[Supplied entries Boundary: Start]
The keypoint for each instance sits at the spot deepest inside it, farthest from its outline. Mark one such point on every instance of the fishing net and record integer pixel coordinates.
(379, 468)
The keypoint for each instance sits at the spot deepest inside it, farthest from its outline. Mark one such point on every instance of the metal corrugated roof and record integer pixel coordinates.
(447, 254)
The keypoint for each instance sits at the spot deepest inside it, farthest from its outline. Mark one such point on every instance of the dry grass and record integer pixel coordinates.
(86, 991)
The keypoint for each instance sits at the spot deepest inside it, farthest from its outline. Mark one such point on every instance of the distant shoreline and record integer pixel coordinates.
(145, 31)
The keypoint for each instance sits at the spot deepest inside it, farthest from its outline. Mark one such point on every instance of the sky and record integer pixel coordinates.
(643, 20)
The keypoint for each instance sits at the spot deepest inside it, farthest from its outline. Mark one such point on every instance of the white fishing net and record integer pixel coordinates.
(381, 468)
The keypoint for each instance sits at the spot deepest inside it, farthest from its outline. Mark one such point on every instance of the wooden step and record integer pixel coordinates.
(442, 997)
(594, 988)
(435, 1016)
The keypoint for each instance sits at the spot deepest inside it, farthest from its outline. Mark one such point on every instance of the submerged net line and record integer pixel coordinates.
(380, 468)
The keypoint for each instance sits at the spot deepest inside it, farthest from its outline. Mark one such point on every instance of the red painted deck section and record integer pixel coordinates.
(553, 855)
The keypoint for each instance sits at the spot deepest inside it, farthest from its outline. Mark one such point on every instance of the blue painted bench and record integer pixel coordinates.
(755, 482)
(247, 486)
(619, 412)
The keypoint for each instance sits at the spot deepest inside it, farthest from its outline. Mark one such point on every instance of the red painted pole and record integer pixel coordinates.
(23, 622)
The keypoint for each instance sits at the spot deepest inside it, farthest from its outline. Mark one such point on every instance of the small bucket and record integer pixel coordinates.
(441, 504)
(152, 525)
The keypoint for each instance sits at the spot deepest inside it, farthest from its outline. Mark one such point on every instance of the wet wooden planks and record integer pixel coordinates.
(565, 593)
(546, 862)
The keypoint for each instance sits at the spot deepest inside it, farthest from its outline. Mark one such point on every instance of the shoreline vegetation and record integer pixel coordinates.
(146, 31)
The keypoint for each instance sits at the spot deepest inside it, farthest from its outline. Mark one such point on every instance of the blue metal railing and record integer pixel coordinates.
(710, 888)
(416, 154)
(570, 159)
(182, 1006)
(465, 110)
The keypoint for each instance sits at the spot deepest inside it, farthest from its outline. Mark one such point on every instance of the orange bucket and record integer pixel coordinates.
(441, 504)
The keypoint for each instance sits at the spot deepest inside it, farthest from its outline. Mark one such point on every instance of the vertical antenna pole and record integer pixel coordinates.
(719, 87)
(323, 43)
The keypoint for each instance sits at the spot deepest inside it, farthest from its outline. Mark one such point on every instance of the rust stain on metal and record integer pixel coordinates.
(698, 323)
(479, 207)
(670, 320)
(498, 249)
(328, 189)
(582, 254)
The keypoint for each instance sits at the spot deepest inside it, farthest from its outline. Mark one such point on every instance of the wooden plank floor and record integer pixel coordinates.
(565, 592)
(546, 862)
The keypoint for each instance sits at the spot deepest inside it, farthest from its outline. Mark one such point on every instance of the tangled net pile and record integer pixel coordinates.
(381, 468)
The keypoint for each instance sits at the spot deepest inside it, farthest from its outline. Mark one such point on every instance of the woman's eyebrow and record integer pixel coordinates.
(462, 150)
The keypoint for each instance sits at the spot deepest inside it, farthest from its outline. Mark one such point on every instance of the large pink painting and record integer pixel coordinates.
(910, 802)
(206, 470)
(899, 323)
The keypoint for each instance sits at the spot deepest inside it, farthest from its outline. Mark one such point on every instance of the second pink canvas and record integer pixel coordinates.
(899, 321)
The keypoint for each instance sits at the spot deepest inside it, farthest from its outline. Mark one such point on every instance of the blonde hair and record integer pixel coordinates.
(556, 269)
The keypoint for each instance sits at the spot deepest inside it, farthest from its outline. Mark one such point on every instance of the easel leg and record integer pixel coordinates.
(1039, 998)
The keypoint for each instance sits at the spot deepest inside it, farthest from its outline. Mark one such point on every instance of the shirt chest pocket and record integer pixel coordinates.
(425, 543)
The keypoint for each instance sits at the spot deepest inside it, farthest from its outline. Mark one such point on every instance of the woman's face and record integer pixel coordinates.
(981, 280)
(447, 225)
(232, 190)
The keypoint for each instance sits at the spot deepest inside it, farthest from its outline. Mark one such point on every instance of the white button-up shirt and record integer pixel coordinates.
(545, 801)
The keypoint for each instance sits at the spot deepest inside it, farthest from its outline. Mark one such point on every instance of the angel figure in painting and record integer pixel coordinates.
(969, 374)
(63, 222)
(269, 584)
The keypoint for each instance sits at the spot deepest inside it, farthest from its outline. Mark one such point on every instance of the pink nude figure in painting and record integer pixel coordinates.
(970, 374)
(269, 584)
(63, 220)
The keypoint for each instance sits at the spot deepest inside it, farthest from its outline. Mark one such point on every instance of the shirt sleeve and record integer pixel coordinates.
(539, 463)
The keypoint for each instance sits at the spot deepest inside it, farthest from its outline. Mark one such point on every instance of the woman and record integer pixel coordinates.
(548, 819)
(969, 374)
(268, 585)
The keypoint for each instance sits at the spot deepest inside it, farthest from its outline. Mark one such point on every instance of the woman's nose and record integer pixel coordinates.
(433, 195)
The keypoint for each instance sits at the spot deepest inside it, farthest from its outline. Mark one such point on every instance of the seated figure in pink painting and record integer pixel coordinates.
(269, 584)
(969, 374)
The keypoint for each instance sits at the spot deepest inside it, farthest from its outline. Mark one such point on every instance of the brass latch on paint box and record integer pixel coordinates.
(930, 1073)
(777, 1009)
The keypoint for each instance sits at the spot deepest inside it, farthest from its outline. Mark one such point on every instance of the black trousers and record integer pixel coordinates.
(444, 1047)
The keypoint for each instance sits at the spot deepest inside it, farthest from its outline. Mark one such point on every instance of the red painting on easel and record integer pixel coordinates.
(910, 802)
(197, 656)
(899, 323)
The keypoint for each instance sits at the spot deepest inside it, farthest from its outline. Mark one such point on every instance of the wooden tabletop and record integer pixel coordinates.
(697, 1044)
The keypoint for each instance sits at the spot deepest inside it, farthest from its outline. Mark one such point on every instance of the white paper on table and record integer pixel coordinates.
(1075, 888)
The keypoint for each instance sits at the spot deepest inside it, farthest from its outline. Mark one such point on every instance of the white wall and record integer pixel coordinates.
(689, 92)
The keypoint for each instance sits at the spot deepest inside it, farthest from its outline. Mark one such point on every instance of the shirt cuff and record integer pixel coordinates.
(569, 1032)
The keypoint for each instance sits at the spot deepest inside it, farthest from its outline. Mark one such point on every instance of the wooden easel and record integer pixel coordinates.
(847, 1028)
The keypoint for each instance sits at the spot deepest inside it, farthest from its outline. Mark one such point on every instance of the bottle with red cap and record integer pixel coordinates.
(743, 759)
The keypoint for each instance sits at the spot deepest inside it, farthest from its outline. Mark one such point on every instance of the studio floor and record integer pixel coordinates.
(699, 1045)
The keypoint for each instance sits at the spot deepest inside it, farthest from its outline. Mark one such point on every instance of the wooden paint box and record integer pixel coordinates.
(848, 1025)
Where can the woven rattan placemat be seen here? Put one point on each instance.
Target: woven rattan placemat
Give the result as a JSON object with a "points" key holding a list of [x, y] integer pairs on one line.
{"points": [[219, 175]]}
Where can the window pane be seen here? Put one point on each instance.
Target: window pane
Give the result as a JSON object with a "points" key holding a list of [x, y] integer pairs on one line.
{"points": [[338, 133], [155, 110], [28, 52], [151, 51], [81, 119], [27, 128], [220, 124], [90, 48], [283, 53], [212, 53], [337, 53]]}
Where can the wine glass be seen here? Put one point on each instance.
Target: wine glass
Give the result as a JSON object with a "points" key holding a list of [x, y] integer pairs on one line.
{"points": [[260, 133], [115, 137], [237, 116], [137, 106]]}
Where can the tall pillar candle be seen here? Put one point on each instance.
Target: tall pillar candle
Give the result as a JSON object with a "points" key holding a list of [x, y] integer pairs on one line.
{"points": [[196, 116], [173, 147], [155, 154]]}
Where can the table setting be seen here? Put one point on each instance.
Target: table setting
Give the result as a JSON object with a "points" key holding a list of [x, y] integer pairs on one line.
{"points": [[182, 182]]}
[Supplied entries Boundary: End]
= Task item =
Among the records above, find each line containing the string "candle" and copy it.

= Response =
Where can the tall pillar candle be seen here? Put one point on each instance.
Target: tall pillar candle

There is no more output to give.